Task instructions ▸
Extend the passage on the three competing groups in the Adventist world, starting right after its final sentence.

Excerpted passage ▸
╔══

Sandy Workman in The Creation of the 144,000 wrote about it also in these insightful words:

“On one side stand those who cling to the laws and doctrines which they have been taught to believe are the messages of Revelation 14:6-12 (I was there). On the other side stand those who have taken the more liberal position of the evangelical world (only believe and you will be saved – but there is not real victory over sin before Jesus comes). Both of these groups believe they have the truth on the matter.

“Then there is a third group in the Adventist world. They believe that the message initially sent through William Miller and his friends, and brought again through Waggoner and Jones, is the third angel’s message in verity and is the truth that will finish the work. While the first two classes struggle for supremacy in the church, this third class is preoccupied with learning, living and teaching the truth as it is in Jesus” (p. 44).

She goes on to compare this situation with that of Jesus in the first century. Two groups united to crucify Him, but we shall leave that subject for another time.

╚══

Supplied entries ▸
╔══

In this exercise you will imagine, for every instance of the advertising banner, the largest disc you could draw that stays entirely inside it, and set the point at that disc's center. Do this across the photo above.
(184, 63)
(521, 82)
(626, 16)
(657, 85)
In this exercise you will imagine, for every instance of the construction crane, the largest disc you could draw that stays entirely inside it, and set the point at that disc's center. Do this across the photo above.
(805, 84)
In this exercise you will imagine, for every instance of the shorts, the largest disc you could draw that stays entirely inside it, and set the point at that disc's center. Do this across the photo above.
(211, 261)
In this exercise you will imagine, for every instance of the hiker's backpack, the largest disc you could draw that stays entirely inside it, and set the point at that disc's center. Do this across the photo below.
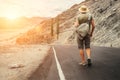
(84, 27)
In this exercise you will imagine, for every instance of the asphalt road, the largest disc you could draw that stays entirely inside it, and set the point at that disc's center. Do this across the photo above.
(106, 64)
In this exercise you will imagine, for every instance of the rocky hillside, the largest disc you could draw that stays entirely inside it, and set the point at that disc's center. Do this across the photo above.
(107, 20)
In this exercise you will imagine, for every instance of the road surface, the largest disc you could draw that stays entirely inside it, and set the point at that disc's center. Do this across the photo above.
(106, 64)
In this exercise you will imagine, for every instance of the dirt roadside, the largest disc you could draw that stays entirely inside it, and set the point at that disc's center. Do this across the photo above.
(20, 62)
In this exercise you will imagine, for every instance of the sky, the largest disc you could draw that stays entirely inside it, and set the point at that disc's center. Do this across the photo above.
(30, 8)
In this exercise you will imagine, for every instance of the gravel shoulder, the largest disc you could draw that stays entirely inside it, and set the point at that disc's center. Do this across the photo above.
(18, 62)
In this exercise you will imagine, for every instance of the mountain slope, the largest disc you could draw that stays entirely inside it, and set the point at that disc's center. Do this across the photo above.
(107, 17)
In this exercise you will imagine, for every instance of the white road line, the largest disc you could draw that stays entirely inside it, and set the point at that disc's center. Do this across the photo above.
(60, 72)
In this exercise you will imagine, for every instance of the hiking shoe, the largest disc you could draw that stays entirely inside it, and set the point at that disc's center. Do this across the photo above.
(89, 62)
(82, 64)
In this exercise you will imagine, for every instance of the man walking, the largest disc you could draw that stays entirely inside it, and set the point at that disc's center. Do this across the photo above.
(84, 28)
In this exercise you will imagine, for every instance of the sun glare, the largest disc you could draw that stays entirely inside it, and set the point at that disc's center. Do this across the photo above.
(12, 14)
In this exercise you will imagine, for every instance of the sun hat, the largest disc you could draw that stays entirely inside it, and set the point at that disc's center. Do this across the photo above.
(83, 9)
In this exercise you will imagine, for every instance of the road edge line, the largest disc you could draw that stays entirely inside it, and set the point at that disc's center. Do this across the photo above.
(60, 72)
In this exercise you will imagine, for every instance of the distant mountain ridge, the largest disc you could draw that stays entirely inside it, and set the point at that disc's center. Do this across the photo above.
(107, 20)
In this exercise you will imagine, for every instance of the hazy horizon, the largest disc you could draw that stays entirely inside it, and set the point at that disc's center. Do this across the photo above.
(31, 8)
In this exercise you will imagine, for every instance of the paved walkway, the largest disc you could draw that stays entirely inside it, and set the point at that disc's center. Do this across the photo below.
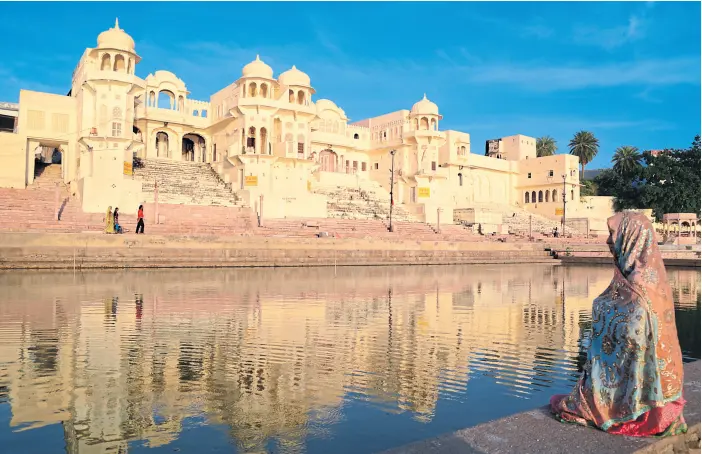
(537, 432)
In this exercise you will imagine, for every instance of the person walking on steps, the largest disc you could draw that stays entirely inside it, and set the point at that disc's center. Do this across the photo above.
(140, 220)
(115, 217)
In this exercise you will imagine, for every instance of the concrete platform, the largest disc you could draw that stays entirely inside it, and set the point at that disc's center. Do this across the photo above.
(537, 432)
(86, 251)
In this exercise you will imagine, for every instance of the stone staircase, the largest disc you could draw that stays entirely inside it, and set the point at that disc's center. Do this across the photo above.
(34, 209)
(184, 183)
(368, 201)
(517, 221)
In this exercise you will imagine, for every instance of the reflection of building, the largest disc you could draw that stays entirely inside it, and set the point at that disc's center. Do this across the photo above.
(265, 135)
(275, 358)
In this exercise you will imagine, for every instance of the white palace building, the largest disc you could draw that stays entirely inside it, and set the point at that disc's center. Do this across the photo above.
(267, 136)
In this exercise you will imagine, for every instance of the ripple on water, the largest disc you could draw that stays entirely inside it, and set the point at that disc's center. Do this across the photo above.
(295, 360)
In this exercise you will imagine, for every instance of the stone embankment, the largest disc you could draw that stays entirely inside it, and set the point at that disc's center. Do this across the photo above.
(537, 432)
(89, 250)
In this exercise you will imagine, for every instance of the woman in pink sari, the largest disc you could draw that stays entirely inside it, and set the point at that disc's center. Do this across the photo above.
(632, 381)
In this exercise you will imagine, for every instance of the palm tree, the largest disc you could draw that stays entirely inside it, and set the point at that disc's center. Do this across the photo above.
(626, 159)
(585, 146)
(545, 146)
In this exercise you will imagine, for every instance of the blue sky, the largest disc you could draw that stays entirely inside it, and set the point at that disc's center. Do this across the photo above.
(628, 71)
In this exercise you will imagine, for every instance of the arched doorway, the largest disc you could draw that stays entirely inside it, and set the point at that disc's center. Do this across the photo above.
(161, 145)
(328, 160)
(193, 148)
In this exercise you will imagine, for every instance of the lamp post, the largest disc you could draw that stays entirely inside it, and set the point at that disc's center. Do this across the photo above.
(564, 200)
(392, 184)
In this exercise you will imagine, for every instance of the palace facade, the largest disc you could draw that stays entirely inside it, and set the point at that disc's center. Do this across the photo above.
(269, 138)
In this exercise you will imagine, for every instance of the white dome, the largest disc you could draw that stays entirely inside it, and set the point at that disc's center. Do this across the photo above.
(257, 69)
(424, 106)
(116, 38)
(294, 76)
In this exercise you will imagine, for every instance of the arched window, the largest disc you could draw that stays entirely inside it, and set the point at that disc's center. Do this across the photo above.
(105, 64)
(301, 145)
(166, 100)
(263, 133)
(251, 140)
(120, 64)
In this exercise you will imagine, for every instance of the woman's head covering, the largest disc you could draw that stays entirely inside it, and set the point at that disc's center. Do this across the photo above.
(636, 254)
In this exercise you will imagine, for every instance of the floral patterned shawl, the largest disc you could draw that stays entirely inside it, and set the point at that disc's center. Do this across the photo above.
(632, 381)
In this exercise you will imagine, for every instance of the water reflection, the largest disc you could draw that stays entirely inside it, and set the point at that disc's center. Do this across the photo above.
(290, 360)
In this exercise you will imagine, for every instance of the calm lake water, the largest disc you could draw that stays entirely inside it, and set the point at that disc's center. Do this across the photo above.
(289, 360)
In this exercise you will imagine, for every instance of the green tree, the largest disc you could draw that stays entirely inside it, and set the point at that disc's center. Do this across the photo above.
(626, 160)
(672, 180)
(668, 182)
(588, 188)
(585, 146)
(545, 146)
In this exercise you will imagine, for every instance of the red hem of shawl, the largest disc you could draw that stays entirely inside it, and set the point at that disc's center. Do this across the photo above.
(665, 420)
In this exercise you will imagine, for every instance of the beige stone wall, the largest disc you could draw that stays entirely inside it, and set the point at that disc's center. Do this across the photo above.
(49, 120)
(13, 160)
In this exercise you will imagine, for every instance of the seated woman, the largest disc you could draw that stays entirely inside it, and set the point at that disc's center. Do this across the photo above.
(632, 381)
(118, 228)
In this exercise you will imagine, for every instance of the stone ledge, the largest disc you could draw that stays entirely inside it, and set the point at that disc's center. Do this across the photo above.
(537, 432)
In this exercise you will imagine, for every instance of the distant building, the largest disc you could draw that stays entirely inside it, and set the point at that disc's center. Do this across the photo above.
(267, 136)
(590, 175)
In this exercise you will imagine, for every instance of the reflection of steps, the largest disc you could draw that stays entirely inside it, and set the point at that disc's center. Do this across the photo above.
(368, 201)
(360, 228)
(184, 183)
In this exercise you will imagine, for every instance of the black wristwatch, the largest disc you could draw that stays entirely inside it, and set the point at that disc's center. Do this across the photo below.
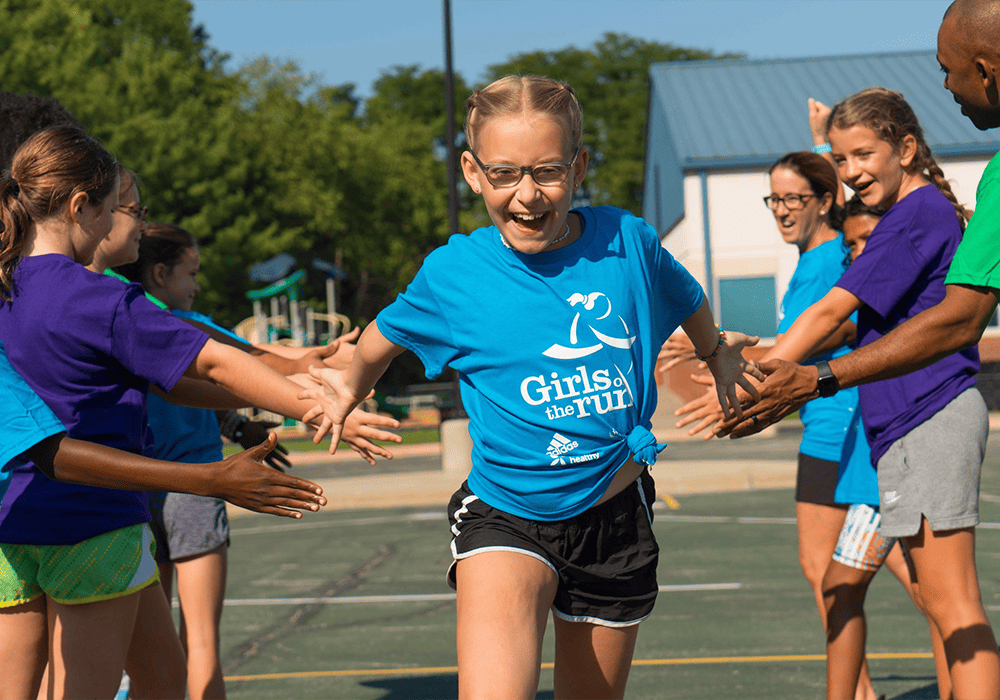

╚══

Exercise response ▸
I want to talk about the third group, what it looks like from my POV (Point of View). It seems to me that there are many in the third group who know the theory of righteousness by faith very well but who have not entered into the experience of it. And righteousness by faith is most definitely an experience.

Let me give you an example. We recognize A. G. Daniels’ Christ Our Righteousness as a nonpareil of righteousness by faith. But I suggest that Daniels knew only the theory of righteousness by faith; he did not have the experience. If he had, he would not have opposed Ellen White in her insistence there was “kingly authority” in the church around the turn of the twentieth century. At Ellen’s insistence, they had a reorganization at that time. There was to be no hierarchical governance. They established a congregational form which lasted a short time until A. G. Daniels manipulated himself back into the presidency, and Ellen White gave up. Clearly, he had no concept of the experience of righteousness by faith. Is it possible that others in the righteousness by faith movement know the theory well but have never entered into the experience?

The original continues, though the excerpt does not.